Solide et sûr, il permet ainsi l’éclosion des plus tendres promesses, il les défend de flotter à vau-l’eau, à même le vent…

De pareils bienfaiteurs ne sauraient être appelés de simples amis. Ce sont des maîtres.

Et c’est pourquoi, selon les usages de la jeunesse, il se trouve que j’ai débuté dans ma longue vie en offensant ces maîtres sacrés.

Cette offense mortelle succédait, il est vrai, au plus bel exploit de mon adolescence.

Je n’avais pas mes quatorze ans. On procédait à un partage de famille qui avait tardé. Selon l’usage établi chez nos bons bourgeois de Provence, notre grand’mère avait légué à ses enfants une maison de ville, une « campagne » et un jardin. La sœur aînée de notre mère annonçait l’intention de se réserver la maison. Sa cadette voulait prendre le champ de vignes, d’olives et de blé. « Prends le jardin, maman ! disais-je, prends le jardin. » Elle hésitait. Cette petite propriété, deux hectares et demi de fleurs, de fruits et de légumes, était moins de rapport que d’agrément ; elle avait ceci d’onéreux qu’il fallait dédommager d’autres héritiers. Mais je voulais le jardin, et le voulais bien. Jadis, quand nous étions plus jeunes, avant d’aller à Aix pour nos études secondaires, on nous conduisait au « jardin », pour le moins tous les jeudis et les dimanches, et nous en revenions armés de ces grands roseaux verts qu’on appelle chez nous des cannes, et qui tournaient, comme nos têtes, à tous les vents. Puis j’aimais, au jardin, le jardinier, la jardinière qui me faisaient boire le lait de leurs brebis et manger « le pain de maison » qu’ils pétrissaient eux-mêmes. Et j’aimais plus que tout le pavillon carré assis au-dessus des parterres, et qui m’avait ri de tout temps par l’or de sa façade, la broderie de ses fenêtres et les denticules de sa corniche ; n’avait-il pas été bâti au XVIIIe siècle, avec le reste des pierres de l’église de l’Île ? La tradition le disait, c’était un nouveau lien de cette vieille pierre à moi.

++++

• Consignes de travail
(A) Répondez aux questions suivantes à partir du récit du partage du jardin familial.
(i) Quel âge la personne qui raconte n'avait-elle pas encore au moment du partage de famille ?
(ii) Quelle était la superficie du jardin ?
(iii) Selon la tradition, avec quelles pierres le pavillon carré aurait-il été bâti ?
(B) Reprenez le récit du partage du jardin familial en Provence à la suite de sa dernière phrase.

++++

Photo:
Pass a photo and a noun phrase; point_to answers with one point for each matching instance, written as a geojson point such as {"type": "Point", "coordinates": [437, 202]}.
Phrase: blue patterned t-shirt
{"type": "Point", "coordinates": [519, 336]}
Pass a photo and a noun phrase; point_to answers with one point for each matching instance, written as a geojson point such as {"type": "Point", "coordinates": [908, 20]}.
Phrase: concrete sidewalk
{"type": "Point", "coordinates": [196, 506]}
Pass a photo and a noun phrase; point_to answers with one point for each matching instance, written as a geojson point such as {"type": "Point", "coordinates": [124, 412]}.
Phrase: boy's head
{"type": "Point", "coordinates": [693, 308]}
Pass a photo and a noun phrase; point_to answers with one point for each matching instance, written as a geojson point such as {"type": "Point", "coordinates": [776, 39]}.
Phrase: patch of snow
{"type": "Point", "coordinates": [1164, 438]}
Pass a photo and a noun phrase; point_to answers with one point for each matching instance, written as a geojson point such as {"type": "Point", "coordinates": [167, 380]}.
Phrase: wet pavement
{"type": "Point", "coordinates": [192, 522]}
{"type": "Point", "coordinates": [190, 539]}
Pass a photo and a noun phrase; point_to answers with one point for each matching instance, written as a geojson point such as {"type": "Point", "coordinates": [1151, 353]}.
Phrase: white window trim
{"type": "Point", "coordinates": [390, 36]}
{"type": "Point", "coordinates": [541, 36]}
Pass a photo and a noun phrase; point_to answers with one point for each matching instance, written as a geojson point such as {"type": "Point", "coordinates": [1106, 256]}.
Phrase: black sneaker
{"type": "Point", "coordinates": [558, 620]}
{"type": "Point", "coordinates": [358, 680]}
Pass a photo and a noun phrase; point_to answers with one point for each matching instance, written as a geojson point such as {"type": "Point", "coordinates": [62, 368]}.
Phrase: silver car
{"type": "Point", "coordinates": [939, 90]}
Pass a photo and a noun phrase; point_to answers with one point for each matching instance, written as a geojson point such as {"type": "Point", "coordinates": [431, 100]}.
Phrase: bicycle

++++

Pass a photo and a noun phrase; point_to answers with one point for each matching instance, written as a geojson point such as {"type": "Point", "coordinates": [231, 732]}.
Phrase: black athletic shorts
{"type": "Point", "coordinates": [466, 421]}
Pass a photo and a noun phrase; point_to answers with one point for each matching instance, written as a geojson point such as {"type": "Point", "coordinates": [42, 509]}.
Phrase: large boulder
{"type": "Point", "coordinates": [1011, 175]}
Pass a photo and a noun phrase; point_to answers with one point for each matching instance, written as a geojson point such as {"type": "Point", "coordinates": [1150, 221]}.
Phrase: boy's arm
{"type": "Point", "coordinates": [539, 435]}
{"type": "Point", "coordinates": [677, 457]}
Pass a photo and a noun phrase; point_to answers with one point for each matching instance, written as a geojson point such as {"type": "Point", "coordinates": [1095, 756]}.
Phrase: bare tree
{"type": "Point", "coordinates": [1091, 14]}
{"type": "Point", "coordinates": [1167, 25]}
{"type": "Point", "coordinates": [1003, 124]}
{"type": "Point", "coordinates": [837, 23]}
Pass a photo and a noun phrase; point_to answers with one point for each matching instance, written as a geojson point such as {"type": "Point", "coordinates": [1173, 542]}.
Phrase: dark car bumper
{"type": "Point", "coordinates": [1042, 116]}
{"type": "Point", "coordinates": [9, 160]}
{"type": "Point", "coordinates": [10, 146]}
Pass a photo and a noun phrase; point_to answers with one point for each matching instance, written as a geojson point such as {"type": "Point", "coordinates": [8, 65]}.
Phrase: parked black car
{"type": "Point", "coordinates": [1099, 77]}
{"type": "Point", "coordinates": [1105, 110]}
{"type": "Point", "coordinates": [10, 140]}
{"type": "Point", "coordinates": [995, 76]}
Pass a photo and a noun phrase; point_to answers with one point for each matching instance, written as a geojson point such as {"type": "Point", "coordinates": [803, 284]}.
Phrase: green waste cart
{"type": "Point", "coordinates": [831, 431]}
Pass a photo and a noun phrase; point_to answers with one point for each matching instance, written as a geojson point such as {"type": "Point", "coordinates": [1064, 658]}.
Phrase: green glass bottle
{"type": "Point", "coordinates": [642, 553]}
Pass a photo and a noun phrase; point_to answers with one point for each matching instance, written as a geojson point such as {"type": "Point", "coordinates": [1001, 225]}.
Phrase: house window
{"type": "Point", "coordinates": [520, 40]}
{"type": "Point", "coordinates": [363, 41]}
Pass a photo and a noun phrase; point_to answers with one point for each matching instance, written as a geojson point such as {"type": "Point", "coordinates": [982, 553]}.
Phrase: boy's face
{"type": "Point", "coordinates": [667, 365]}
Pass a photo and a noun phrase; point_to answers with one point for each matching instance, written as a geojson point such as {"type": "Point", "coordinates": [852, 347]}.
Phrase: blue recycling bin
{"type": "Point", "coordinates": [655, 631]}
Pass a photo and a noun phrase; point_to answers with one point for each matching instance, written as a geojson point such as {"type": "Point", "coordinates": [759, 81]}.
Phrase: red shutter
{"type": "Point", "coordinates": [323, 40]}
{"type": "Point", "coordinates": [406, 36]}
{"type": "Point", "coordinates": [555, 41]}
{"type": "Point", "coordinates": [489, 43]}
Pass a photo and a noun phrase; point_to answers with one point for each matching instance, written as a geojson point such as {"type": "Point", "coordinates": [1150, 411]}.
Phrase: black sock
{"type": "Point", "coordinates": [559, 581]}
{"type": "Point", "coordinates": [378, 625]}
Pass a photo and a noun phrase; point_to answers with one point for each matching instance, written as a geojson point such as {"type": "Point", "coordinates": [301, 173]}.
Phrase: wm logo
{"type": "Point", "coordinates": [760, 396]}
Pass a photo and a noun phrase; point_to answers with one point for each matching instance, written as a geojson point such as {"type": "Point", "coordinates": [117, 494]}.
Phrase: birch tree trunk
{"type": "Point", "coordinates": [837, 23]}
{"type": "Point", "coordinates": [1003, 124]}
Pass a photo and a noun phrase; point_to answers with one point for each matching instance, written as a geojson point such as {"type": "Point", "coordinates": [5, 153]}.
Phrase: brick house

++++

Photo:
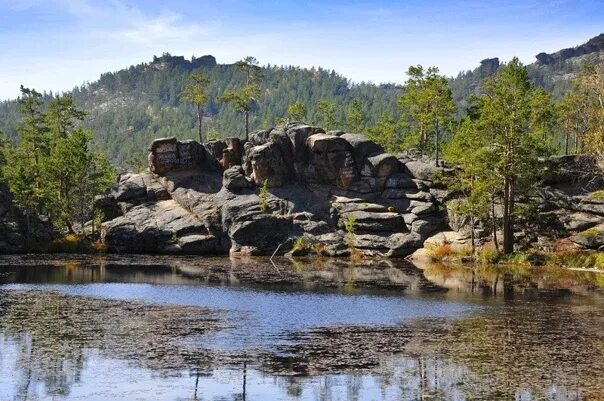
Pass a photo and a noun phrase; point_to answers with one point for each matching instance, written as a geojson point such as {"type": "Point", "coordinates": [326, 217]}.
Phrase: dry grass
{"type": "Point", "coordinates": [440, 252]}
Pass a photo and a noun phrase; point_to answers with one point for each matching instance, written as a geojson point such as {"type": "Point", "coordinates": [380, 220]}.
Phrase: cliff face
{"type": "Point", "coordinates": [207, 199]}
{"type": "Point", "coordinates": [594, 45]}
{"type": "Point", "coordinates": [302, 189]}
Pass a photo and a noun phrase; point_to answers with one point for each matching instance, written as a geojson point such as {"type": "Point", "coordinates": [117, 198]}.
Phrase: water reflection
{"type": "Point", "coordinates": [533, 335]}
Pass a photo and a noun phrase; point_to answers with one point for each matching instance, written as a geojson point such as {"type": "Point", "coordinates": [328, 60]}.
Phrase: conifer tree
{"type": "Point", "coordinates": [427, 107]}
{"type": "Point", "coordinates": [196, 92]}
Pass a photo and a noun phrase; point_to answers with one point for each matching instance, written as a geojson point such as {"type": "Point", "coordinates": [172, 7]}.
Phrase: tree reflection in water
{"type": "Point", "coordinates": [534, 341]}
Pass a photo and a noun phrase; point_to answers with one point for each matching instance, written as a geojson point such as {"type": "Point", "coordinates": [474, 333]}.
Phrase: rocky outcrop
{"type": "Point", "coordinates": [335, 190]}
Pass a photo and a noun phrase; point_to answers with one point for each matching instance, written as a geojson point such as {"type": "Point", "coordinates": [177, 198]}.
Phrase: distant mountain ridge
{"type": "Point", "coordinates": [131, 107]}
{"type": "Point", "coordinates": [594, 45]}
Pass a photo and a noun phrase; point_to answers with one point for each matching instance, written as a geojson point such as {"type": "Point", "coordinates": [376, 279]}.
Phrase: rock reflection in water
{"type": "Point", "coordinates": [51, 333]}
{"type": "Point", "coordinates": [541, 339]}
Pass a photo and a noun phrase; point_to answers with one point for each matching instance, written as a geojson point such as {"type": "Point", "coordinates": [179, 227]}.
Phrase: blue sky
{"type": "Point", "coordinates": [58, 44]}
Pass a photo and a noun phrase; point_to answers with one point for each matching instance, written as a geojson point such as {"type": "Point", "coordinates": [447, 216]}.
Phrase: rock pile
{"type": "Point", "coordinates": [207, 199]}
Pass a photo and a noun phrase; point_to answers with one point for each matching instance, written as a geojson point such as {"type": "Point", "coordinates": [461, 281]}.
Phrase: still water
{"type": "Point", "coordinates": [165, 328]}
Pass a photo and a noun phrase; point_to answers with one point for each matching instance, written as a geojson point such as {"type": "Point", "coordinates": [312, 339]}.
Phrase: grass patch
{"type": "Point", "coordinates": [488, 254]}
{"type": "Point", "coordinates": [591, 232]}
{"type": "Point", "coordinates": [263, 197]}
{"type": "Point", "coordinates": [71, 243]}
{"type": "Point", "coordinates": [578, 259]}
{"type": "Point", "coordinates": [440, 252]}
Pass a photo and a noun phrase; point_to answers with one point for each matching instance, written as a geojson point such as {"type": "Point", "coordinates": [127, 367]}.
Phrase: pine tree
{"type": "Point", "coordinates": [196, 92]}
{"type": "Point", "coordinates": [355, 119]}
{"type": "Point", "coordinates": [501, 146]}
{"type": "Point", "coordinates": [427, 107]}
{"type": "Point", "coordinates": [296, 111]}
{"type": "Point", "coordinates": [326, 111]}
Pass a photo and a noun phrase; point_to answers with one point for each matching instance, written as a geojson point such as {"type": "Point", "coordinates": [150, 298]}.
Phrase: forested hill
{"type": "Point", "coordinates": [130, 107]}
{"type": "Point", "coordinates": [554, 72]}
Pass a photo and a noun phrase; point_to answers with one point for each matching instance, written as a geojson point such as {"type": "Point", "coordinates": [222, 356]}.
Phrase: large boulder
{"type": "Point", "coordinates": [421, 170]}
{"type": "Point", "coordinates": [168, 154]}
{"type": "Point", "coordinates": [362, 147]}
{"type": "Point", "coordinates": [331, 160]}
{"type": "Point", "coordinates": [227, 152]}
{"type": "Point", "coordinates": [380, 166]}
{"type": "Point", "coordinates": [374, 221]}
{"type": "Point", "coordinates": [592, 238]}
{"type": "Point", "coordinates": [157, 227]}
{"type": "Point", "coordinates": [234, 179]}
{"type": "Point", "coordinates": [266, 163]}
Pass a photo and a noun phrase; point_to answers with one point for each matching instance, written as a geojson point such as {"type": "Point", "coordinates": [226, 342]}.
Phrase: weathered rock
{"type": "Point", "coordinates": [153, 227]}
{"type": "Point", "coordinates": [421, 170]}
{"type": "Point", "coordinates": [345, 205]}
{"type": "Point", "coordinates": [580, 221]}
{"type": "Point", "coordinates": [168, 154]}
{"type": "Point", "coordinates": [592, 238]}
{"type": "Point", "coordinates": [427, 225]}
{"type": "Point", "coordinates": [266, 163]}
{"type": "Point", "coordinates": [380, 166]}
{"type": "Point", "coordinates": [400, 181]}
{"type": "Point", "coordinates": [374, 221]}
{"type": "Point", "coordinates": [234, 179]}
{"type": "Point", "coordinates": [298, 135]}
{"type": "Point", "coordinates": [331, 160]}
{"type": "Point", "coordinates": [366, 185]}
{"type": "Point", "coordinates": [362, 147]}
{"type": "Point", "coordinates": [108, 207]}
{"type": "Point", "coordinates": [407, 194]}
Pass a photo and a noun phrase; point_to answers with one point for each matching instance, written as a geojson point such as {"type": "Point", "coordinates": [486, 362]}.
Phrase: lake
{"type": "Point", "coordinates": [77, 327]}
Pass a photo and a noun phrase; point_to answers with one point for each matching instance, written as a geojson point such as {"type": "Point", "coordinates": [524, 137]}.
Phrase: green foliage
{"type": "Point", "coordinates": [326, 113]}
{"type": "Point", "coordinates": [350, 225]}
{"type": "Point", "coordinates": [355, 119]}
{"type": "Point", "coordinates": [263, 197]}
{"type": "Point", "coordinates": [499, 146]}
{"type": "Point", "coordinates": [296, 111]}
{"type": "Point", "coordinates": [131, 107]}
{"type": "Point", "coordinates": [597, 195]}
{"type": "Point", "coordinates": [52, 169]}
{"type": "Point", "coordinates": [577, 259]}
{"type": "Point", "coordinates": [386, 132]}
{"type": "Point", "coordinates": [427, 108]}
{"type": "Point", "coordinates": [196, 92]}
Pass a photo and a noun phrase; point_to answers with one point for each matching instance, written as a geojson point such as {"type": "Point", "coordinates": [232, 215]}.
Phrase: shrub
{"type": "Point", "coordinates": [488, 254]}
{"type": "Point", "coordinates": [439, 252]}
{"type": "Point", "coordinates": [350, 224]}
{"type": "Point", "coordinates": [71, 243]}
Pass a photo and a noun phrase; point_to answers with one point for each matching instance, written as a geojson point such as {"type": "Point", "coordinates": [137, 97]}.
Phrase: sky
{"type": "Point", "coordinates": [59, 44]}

++++

• Les réponses
(A)
(i) Quatorze ans.
(ii) Deux hectares et demi.
(iii) Avec le reste des pierres de l'église de l'Île.

(B)
Au fond, le vœu de notre mère allait d’accord. Seulement mon désir s’exprimait tout haut avec une force d’insistances qui finirent par l’emporter. On paya ce qu'il fallut, le jardin fut à nous, et bien nous en prit 2.

Lorsque, ses soixante ans sonnés, un peu meurtrie par dix années de Paris brumeux, notre mère eut vu partir son second fils pour les colonies et, me laissant dans la grand’ville, revint seule en Provence, cette maison rustique, ce jardin sec et chaud, cette terrasse ensoleillée et embaumée que purifient les vents qui passent, lui auront dispensé une trentaine d’années tranquilles. Nous l’aurons gardée jusqu’au bout, saine, lucide, gaie, en pleine possession de ses facultés, enfin digne d’elle et de son pays. Les « prends le jardin, maman » n’auront pas fait conclure une mauvaise affaire, ni donné un mauvais conseil. J’en triomphai, mais ce triomphe fut suivi d’une lourde chute.

Aux premières vacances, celles de 1882, on s’était tant bien que mal installé en procédant à quelques accommodations très rudimentaires. « Réformer pour conserver… », c’était déjà le bon programme. Or, parallèle à la maison, perpendiculaire à l’allée centrale, il existait, comme un petit jardin dans le grand, complètement effacé du sol aujourd’hui : quelques pauvres carrés d’iris, d’œillets et de roses, abondamment tendus de toiles d’araignées, bornés par des demi-lunes de pierre grise et – écoutez-moi bien ! – complantés de puissants cyprès, de neuf grands cyprès plus que beaux qui passaient pour avoir deux siècles. On disait au juste : cent quatre-vingt-dix ans. Notre malchance voulut qu’un nouveau fermier vint d’entrer en charge, excellent homme, mais maniaque : il détestait nos cyprès parce que leurs racines énormes lui mangeaient de la bonne terre arable et, disait-il, empiétaient sur le verger, sur le fruitier. Ses premières réclamations furent mal reçues, il les répéta, il osa parler d’abattre nos arbres…

— Les plus anciens ! les plus grands ! les plus beaux ! c’était un péché !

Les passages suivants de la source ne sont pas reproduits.